■ **Consigne**
Rédigez la suite du texte ci-dessous sur la légende du soldat emporté par le diable, s'il vous plaît, en reprenant juste après sa dernière phrase.

Puis, plus rien. La forêt redevint silencieuse et sans autre lumière que celle de l’astre des nuits.

Le capitaine, fort ému cette fois, rentra chez lui en toute hâte et narra l’événement à sa femme ; celle-ci lui avoua alors qu’elle avait eu la précaution de coudre une médaille de la sainte Vierge dans la doublure de sa tunique.

La légende ajoute que personne ne revit plus le soldat, lequel, du reste, étant en congé de réforme, ne fut porté au corps ni déserteur ni disparu, et que le capitaine, par qui l’aventure fut connue, disparut lui-même à son tour pendant la guerre de 1870-1871.

Il est facile de voir, quand on est pénétré des enseignements de l’Église, les points erronés qui montrent la fausseté de cette légende. D’abord, le diable emportant le soldat vivant au fond des enfers est absolument inadmissible. Ensuite, la présence d’une médaille de la Vierge sur le lieu même où le démon opérait ses maléfices était de nature non-seulement à protéger le capitaine, mais encore à rendre l’esprit malin totalement impuissant ; j’aurai à citer plus loin un fait qui m’est personnel et qui montre bien que le Maudit est réduit à enrager sans pouvoir nuire quand il a devant lui quelqu’un qui porte un objet bénit. Enfin, on ne sait si le capitaine se convertit en non, et l’affirmative est probable ; mais sa persistance folle dans l’incrédulité ne suffirait pas à justifier sa propre disparition plus tard. Il va sans dire que, si je me trompe, je soumets humblement mon jugement à la lumière infaillible qui de Rome éclaire le monde entier.

■ **Données fournies**

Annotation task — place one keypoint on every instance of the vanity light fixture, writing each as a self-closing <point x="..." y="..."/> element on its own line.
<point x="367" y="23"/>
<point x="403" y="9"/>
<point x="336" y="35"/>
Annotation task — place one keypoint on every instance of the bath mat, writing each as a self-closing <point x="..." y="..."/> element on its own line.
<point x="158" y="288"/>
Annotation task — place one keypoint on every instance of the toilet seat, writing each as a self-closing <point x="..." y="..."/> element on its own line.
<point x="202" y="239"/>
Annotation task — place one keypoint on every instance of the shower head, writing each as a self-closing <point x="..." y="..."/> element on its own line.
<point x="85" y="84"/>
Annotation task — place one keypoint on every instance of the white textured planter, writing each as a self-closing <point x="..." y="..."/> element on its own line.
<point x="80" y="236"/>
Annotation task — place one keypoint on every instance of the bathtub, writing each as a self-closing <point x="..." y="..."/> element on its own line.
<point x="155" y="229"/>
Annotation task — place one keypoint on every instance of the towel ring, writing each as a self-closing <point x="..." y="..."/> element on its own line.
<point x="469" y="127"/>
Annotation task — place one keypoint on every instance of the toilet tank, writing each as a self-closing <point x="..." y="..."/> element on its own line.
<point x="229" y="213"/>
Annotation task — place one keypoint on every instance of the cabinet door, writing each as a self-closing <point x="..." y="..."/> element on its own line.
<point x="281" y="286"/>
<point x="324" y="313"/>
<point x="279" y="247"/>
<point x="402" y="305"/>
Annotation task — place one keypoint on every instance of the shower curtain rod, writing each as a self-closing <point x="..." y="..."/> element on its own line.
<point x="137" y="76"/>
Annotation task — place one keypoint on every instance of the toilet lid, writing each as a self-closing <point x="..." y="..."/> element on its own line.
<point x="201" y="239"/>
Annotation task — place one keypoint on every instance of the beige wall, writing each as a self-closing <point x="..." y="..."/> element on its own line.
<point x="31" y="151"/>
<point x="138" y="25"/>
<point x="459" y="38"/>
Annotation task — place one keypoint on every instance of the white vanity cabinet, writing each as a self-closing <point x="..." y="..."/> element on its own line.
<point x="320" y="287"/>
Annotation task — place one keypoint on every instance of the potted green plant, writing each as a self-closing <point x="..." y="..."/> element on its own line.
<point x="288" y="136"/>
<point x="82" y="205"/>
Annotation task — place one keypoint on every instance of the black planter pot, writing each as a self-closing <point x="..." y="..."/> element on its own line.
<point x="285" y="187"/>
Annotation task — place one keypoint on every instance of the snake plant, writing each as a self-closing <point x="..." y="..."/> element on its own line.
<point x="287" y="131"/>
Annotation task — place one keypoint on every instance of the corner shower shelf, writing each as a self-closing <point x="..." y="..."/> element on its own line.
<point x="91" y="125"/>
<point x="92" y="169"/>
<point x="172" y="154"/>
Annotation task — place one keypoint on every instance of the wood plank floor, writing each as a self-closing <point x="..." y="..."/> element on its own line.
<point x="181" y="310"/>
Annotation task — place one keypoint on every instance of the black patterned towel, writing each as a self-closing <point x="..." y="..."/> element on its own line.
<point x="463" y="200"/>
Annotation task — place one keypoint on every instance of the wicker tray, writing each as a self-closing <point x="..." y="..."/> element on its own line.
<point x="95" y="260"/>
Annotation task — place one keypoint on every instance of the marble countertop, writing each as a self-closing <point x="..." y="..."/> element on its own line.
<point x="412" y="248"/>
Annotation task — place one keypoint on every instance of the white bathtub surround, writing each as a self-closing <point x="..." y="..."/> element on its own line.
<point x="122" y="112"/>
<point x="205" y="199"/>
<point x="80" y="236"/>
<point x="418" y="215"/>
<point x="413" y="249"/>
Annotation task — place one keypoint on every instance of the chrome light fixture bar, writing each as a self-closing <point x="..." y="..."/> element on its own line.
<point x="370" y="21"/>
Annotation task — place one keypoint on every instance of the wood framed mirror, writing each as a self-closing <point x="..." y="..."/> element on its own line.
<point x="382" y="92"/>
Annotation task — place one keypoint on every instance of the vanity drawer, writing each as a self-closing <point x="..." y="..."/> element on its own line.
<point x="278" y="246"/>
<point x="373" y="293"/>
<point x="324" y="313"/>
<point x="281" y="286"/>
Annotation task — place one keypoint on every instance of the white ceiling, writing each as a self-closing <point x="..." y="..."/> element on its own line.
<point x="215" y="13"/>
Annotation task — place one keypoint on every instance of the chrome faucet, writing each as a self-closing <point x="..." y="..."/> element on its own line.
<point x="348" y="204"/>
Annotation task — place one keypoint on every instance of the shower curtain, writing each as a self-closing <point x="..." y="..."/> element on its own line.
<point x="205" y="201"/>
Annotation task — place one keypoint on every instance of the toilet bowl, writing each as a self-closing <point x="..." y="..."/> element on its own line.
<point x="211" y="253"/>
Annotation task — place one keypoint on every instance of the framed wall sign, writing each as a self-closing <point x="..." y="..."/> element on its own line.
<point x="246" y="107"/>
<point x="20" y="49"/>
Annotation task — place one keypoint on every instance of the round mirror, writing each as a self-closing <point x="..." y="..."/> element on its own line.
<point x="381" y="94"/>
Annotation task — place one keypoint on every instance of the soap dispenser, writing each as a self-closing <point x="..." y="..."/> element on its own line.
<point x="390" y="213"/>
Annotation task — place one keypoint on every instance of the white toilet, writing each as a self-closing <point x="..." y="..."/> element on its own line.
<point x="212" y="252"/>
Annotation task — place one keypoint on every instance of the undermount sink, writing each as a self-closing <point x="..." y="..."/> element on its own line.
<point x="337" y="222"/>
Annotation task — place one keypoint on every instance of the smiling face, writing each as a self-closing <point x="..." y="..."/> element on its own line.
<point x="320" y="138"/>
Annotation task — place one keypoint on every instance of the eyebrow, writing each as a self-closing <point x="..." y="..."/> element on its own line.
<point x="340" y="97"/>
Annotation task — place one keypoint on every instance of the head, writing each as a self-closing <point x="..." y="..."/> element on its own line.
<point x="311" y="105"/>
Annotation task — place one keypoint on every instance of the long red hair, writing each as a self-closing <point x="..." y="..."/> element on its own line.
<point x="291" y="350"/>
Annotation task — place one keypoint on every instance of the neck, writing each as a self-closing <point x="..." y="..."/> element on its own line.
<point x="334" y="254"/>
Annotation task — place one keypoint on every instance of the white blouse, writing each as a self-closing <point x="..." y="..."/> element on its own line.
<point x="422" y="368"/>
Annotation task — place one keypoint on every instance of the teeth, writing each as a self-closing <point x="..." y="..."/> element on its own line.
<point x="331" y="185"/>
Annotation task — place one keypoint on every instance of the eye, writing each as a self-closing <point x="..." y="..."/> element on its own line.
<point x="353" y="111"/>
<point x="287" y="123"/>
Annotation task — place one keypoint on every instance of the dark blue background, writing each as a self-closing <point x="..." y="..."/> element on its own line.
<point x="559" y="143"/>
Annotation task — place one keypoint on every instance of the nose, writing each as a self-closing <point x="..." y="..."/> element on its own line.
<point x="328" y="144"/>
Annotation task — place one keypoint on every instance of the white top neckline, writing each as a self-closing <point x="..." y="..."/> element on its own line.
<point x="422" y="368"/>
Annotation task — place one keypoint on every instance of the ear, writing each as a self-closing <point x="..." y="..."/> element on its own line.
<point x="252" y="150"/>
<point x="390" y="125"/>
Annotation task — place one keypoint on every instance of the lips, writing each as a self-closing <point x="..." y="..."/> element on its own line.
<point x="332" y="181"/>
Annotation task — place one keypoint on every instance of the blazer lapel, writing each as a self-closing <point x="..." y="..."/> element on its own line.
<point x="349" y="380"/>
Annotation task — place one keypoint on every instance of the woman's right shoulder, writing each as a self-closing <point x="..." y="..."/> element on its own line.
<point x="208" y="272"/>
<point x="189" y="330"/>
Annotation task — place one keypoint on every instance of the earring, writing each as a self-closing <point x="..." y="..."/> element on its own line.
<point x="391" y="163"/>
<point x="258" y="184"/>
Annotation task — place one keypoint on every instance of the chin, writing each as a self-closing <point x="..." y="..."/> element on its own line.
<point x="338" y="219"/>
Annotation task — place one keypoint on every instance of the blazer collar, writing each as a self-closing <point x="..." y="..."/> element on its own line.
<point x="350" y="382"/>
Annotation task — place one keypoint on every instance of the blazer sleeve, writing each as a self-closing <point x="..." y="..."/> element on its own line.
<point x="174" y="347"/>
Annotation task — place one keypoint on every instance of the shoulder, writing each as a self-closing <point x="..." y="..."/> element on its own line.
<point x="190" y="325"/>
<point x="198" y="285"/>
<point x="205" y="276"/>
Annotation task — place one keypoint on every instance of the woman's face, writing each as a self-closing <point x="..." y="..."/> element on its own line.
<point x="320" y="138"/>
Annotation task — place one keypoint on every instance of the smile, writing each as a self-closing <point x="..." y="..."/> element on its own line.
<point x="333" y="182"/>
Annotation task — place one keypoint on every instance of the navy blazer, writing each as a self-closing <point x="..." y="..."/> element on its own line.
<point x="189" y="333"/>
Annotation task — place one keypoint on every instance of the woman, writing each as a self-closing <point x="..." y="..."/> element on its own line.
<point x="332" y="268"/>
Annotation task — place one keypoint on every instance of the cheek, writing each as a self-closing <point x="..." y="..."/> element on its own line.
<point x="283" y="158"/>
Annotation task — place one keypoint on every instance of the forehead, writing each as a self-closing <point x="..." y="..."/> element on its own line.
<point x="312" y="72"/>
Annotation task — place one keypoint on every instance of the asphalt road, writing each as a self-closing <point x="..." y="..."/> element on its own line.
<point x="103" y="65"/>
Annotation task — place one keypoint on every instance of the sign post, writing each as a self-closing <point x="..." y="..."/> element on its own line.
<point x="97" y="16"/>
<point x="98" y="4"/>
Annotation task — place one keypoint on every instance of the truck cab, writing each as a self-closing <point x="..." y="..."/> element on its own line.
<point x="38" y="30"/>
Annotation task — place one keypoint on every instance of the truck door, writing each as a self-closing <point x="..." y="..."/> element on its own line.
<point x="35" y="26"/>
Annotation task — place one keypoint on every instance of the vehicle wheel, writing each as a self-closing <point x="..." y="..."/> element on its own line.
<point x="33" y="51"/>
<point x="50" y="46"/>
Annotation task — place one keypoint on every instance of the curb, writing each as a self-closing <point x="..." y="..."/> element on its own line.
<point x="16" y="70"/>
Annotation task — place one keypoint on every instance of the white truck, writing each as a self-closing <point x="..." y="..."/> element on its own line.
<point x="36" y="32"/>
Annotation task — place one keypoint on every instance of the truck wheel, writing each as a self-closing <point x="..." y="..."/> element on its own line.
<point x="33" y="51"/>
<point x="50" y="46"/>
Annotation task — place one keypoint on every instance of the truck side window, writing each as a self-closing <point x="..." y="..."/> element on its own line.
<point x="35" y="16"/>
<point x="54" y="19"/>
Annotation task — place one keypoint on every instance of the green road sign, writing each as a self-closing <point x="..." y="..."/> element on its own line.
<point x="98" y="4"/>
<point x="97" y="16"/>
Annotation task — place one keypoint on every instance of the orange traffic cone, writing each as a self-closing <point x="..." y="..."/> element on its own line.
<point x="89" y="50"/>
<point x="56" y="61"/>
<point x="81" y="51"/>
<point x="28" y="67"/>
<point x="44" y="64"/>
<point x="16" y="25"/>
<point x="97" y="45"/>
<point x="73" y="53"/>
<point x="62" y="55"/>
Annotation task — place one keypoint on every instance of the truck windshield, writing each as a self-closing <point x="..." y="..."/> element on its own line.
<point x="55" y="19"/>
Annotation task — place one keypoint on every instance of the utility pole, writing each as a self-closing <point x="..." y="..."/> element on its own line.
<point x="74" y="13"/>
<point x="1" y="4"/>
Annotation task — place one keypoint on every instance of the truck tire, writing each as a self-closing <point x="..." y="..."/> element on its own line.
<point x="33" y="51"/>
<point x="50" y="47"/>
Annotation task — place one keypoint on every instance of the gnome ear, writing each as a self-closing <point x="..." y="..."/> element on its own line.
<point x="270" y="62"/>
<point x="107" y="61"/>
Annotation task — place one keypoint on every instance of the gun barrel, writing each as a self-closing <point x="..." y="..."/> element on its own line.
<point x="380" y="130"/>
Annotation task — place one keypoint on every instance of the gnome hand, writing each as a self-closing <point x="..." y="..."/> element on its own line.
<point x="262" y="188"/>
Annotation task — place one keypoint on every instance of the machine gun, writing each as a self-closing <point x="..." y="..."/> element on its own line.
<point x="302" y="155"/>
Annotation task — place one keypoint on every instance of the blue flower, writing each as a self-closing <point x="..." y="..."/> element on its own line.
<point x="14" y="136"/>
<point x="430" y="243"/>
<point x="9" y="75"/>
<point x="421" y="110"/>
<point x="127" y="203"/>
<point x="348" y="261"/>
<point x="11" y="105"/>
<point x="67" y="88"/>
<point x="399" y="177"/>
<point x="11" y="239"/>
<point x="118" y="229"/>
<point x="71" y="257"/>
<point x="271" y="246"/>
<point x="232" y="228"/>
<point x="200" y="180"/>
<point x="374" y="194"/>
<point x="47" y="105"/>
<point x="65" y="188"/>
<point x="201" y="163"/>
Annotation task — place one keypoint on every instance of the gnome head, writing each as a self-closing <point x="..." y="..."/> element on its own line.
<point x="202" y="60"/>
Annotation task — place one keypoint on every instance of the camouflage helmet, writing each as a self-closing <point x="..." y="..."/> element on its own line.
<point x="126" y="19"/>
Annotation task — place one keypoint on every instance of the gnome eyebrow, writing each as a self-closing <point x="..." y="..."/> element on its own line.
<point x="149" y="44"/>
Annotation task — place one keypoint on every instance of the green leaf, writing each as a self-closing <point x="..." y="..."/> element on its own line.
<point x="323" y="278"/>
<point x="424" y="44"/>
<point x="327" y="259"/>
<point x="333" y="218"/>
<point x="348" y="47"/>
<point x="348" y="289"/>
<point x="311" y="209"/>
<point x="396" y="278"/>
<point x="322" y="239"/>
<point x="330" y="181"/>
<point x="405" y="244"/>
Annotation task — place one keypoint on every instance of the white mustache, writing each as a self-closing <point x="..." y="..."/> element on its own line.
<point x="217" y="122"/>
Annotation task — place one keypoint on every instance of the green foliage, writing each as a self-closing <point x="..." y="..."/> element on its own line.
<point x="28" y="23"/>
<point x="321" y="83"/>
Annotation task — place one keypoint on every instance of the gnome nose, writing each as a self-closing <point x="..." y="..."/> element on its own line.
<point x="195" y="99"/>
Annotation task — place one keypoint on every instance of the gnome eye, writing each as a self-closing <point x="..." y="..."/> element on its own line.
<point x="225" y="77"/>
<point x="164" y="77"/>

■ **Résultat de l'exercice**
La seconde légende contemporaine que j’ai promise à mes lecteurs est celle de la salle de police du fort de Vincennes. Ici encore nous nous trouvons en présence de faits, qui, s’ils sont vrais, — et cela est possible, ont du moins fort mal interprétés. Le public ne connaît guère la série d’incidents dont il s’agit ; il en a peut-être entendu parler vaguement ; mais ce que je vais rappeler est cité couramment, en médecine, comme un cas des plus curieux d’hallucination obsédante.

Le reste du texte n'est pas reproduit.